* **What needs to be done**
What lines below include the word "antenna"? Copy each one.

* **Records supplied**
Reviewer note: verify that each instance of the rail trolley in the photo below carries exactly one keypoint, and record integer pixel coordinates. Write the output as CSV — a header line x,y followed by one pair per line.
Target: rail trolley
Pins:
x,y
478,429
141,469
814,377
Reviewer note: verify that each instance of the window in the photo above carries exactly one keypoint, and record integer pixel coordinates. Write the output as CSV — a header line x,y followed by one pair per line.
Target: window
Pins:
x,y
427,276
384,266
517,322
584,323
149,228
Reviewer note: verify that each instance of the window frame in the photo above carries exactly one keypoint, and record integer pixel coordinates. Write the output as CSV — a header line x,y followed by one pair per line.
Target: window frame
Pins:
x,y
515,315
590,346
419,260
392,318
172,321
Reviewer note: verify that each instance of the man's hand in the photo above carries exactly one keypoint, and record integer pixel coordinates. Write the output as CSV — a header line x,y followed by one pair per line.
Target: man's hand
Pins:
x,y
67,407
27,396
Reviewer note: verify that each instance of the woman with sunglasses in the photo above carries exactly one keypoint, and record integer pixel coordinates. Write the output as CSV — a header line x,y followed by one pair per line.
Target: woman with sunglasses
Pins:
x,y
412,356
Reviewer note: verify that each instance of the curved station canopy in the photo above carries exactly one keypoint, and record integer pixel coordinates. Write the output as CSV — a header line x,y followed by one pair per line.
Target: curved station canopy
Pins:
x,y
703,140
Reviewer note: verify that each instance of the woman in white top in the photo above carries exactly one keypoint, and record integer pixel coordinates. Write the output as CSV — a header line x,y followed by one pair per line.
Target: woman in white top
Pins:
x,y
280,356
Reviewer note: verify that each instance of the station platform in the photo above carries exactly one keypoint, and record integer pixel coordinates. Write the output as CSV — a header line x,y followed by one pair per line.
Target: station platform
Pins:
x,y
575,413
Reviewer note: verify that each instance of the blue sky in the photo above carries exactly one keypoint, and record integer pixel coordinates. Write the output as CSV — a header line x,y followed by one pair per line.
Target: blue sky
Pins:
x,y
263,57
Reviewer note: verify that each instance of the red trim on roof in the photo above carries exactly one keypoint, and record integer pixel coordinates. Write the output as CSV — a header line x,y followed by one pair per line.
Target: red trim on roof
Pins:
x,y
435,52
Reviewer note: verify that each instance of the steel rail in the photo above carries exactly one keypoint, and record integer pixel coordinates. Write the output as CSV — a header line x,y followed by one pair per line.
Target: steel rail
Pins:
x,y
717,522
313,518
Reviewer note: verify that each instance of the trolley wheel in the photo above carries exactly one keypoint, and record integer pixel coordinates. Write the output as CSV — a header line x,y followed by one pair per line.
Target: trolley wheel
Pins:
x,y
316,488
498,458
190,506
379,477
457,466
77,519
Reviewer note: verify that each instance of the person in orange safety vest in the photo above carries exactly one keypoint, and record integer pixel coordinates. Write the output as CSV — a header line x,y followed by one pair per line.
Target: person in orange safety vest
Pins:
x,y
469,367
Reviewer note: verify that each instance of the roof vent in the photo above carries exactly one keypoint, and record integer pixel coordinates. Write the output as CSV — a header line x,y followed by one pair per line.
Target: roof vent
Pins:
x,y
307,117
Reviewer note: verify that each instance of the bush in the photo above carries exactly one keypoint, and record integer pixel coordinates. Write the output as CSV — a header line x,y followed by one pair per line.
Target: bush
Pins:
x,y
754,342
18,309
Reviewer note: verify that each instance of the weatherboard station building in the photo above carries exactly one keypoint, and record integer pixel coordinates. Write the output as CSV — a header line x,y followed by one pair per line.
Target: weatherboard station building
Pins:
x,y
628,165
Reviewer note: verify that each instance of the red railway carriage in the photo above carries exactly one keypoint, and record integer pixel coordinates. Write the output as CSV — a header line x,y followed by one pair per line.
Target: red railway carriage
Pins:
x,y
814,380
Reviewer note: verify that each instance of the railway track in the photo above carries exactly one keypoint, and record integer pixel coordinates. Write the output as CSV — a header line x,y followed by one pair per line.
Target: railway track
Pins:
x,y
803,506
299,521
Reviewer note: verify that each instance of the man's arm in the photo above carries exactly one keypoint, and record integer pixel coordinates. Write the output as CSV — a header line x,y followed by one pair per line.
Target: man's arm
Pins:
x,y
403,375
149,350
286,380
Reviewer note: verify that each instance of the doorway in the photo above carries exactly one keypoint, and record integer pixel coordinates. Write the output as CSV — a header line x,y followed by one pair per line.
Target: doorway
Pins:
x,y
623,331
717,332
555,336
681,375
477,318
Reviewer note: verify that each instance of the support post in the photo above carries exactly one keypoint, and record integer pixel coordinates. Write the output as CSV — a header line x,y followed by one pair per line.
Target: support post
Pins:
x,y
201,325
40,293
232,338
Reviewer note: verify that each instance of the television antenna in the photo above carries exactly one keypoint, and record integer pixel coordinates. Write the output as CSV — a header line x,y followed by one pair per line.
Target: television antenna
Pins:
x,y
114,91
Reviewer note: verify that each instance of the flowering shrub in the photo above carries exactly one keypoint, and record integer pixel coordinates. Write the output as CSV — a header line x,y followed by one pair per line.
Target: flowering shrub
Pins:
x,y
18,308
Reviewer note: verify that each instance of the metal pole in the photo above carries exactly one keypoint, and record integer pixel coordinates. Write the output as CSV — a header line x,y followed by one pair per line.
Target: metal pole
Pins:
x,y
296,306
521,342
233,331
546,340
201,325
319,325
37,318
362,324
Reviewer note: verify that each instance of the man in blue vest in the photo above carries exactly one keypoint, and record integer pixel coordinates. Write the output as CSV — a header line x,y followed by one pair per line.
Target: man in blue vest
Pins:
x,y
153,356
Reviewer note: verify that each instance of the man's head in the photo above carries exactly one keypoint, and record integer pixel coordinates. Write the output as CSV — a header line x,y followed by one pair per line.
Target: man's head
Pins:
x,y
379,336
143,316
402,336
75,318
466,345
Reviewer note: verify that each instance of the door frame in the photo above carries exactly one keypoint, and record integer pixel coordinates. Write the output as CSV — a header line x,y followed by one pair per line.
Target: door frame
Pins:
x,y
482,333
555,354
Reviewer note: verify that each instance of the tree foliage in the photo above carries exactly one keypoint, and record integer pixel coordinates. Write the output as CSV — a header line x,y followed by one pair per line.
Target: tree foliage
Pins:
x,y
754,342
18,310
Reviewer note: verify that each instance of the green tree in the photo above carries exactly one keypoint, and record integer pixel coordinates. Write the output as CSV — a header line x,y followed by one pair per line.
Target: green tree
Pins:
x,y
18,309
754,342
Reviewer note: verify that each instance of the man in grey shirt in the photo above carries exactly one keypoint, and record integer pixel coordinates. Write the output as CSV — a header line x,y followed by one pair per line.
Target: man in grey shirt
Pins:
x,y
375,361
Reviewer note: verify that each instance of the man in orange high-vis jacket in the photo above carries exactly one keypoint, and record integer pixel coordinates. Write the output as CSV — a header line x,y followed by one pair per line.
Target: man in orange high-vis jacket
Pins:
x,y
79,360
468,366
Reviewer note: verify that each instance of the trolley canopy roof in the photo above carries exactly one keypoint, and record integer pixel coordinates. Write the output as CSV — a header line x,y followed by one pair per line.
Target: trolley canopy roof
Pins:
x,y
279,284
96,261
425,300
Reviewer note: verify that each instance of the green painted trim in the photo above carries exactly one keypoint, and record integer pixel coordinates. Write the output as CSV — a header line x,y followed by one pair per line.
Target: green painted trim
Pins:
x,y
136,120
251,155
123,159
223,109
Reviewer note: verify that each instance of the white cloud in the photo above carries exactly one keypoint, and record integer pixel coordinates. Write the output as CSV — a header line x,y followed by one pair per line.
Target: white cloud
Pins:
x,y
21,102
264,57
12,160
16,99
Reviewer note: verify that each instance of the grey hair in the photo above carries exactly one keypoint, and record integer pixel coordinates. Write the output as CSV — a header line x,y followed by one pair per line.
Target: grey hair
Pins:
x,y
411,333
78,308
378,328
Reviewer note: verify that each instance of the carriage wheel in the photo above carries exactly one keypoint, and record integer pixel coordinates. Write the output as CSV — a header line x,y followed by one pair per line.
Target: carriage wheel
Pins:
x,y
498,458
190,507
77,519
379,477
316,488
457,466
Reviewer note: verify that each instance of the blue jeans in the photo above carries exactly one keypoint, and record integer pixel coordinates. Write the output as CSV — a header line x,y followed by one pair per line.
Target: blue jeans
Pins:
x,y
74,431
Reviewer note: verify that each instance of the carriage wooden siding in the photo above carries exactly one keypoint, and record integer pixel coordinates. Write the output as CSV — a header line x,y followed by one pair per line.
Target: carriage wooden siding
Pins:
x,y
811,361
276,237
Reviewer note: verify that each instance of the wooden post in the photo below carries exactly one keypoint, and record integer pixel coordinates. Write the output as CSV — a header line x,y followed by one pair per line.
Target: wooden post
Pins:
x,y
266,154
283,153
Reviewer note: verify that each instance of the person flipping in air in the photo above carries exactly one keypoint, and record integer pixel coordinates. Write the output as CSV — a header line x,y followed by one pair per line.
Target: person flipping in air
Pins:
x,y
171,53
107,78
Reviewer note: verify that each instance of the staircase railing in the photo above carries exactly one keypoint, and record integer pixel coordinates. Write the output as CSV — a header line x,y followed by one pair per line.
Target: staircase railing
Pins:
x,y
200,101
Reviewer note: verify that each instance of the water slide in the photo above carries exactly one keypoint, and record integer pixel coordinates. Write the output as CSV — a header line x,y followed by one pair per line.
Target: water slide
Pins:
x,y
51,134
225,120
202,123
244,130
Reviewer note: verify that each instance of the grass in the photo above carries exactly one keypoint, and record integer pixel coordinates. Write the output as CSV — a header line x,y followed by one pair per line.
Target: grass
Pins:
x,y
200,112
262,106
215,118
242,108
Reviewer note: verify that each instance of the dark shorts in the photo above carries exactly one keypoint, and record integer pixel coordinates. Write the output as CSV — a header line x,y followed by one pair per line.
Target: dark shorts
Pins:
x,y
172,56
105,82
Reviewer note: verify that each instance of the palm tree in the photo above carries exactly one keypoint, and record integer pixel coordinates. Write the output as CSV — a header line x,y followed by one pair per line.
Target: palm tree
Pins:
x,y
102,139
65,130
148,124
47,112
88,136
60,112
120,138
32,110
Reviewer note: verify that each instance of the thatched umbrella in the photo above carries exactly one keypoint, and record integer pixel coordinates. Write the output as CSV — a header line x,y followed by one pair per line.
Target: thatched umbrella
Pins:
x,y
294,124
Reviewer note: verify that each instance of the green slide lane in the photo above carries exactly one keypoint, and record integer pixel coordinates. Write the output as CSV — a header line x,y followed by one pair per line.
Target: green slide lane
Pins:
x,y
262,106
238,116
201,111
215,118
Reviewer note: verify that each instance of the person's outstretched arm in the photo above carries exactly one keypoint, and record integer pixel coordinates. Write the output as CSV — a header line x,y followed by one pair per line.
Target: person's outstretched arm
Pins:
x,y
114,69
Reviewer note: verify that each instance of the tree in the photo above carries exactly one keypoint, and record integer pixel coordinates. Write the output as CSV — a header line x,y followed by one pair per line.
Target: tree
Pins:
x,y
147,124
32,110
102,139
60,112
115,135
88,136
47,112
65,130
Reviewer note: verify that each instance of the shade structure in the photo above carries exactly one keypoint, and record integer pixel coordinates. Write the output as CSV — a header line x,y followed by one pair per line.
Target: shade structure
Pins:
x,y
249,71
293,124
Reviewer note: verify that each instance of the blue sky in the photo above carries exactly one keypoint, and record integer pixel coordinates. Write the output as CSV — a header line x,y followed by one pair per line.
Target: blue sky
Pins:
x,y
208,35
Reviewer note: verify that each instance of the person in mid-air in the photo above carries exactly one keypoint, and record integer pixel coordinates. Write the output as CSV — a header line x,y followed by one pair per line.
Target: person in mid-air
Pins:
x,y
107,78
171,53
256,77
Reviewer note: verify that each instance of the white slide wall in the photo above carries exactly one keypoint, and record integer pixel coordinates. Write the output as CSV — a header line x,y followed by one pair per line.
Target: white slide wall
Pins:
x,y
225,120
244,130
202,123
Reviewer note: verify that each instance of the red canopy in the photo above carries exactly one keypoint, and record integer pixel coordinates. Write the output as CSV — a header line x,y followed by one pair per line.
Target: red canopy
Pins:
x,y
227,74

* **The completed task**
Reviewer note: verify that each instance of the television antenna in the photo above carries exactly one keypoint, and record integer pixel coordinates. Write the output as CSV — a header line x,y followed by one pair per line.
Target: television antenna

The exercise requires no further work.